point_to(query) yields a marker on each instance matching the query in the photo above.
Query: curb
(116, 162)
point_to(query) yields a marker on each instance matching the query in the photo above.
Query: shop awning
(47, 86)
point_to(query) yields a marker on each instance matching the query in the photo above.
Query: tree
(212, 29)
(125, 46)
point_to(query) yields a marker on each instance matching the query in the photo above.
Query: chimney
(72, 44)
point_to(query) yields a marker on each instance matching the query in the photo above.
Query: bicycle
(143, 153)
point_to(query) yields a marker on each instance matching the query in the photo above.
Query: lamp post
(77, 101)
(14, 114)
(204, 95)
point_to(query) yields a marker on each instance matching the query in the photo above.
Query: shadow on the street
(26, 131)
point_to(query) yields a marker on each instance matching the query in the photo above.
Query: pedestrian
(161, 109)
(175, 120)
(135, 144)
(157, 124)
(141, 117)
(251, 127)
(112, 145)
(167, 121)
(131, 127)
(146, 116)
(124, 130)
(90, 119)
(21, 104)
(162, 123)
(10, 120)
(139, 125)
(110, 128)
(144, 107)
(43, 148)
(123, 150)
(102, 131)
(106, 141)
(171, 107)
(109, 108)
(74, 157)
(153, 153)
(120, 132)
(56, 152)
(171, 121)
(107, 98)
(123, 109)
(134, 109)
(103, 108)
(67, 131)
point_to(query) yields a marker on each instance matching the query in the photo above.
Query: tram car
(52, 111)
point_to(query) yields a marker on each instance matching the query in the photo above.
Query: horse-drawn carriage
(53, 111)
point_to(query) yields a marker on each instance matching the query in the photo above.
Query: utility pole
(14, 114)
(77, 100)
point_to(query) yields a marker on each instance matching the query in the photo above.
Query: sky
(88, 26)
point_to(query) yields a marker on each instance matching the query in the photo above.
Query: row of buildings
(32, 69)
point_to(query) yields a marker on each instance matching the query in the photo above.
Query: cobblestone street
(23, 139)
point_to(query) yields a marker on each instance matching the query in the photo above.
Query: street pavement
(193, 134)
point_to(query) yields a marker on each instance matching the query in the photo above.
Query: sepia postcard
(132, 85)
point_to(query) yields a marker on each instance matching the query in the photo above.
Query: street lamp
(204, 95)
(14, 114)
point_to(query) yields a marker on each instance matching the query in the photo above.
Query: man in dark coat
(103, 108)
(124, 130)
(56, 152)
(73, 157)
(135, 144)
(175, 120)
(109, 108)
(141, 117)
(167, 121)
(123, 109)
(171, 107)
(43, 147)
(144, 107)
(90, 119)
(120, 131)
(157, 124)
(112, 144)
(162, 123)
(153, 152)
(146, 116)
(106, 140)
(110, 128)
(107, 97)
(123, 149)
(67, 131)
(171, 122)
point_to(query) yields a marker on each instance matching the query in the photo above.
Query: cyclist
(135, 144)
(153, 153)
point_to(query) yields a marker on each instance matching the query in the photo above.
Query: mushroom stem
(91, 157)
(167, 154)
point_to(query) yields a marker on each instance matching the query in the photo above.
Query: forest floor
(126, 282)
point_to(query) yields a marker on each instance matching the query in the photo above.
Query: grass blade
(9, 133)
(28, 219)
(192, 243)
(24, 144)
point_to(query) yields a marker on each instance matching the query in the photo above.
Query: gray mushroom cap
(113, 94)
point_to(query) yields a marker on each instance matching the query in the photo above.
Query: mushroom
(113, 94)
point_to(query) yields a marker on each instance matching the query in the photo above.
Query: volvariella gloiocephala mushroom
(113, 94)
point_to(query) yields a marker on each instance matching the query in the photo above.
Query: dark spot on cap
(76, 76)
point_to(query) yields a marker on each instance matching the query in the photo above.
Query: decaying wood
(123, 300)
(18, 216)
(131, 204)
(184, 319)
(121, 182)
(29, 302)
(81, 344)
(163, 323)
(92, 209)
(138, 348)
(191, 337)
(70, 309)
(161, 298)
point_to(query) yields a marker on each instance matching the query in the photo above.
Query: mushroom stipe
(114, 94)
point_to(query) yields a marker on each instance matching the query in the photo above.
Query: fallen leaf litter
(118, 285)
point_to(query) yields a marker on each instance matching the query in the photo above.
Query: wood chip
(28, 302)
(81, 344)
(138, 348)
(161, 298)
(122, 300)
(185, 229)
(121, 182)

#####

**Task instructions:** In full and exactly as written, the listing is to be copied again.

**Solution:**
point_to(query) yields a marker on each instance matching the query in the photo above.
Query: curb
(116, 162)
point_to(query) yields a marker on each instance matching the query in the photo above.
Query: shop awning
(47, 86)
point_to(query) yields a marker on each instance matching the query in the photo above.
Query: tree
(212, 29)
(125, 46)
point_to(query) yields a marker on each instance matching the query in the photo above.
Query: chimney
(72, 44)
point_to(query) yields a marker on each instance matching the query in the photo above.
Query: bicycle
(143, 153)
point_to(query) yields a marker on each instance matching the query in the photo above.
Query: lamp post
(77, 101)
(14, 114)
(204, 95)
point_to(query) yields a marker on each instance matching the query in the photo above.
Query: shadow on the street
(26, 131)
point_to(query) yields a marker on each instance matching the query in the photo above.
Query: pedestrian
(161, 109)
(175, 120)
(135, 144)
(157, 124)
(141, 117)
(251, 127)
(112, 145)
(167, 121)
(131, 127)
(146, 116)
(124, 130)
(90, 119)
(21, 104)
(162, 123)
(10, 120)
(139, 125)
(110, 128)
(144, 107)
(43, 148)
(123, 150)
(102, 131)
(106, 141)
(171, 107)
(109, 108)
(74, 157)
(153, 153)
(120, 132)
(56, 152)
(171, 121)
(107, 98)
(123, 109)
(134, 109)
(103, 108)
(67, 131)
point_to(query) yields a marker on each instance matching the query in the photo above.
Query: tram car
(52, 111)
point_to(query) yields a marker on each instance matching the query in the photo above.
Query: horse-drawn carriage
(53, 111)
point_to(query) yields a marker on each instance matching the query in the photo above.
Query: utility pole
(14, 114)
(77, 100)
point_to(query) yields a marker on each instance matching the query in the photo above.
Query: sky
(88, 26)
point_to(query) yields a marker on each instance matching the query in the photo above.
Query: row of buildings
(32, 69)
point_to(query) yields a marker on each instance matching the query in the photo above.
Query: cobblestone street
(23, 139)
point_to(query) yields a marker on each instance matching the query in the photo above.
Query: street pavement
(193, 134)
point_to(query) yields a marker on each instance matching the query in the photo above.
Query: sepia postcard
(132, 85)
point_to(query) yields a marker on each instance matching the query in the photo above.
Query: street lamp
(204, 95)
(14, 114)
point_to(query) yields a marker on each instance matching the query in the photo above.
Query: man in dark coat
(103, 108)
(124, 130)
(56, 152)
(73, 157)
(135, 144)
(175, 120)
(109, 108)
(141, 117)
(167, 121)
(123, 109)
(171, 107)
(43, 147)
(144, 107)
(90, 119)
(120, 131)
(157, 124)
(112, 144)
(162, 123)
(153, 152)
(146, 116)
(106, 140)
(110, 128)
(107, 97)
(123, 149)
(67, 131)
(171, 122)
point_to(query) yields a marker on each instance matching the query in the photo above.
Query: cyclist
(135, 144)
(153, 153)
point_to(query) yields a marker on each instance matching the query in the photo above.
Query: mushroom stem
(91, 157)
(167, 154)
point_to(query) yields a marker on each instance matching the query in the photo above.
Query: forest floor
(126, 282)
point_to(query) yields a marker on each instance matching the query in the photo above.
Query: grass blade
(9, 133)
(28, 219)
(192, 243)
(24, 144)
point_to(query) yields a marker on each instance matching the query in the photo above.
Query: gray mushroom cap
(113, 94)
point_to(query) yields a marker on each instance matching the query in the photo above.
Query: mushroom
(113, 94)
point_to(query) yields a marker on each instance matching the query in the photo above.
Query: volvariella gloiocephala mushroom
(113, 94)
point_to(query) yields a marker on each instance matching the query in the photo above.
Query: dark spot on cap
(76, 76)
point_to(query) yields a marker on each instance matching the query in the photo above.
Query: decaying wood
(123, 300)
(18, 216)
(131, 204)
(184, 319)
(121, 182)
(29, 302)
(81, 344)
(163, 323)
(92, 209)
(138, 348)
(191, 337)
(70, 309)
(161, 298)
point_to(query) yields a marker on each instance matching the query in the photo above.
Query: mushroom stipe
(114, 94)
point_to(query) yields a marker on each instance matching the query in the photo above.
Query: fallen leaf litter
(118, 285)
point_to(query) yields a marker on each instance matching the query in the photo above.
Query: wood chip
(28, 302)
(81, 344)
(138, 348)
(161, 298)
(122, 300)
(185, 229)
(121, 182)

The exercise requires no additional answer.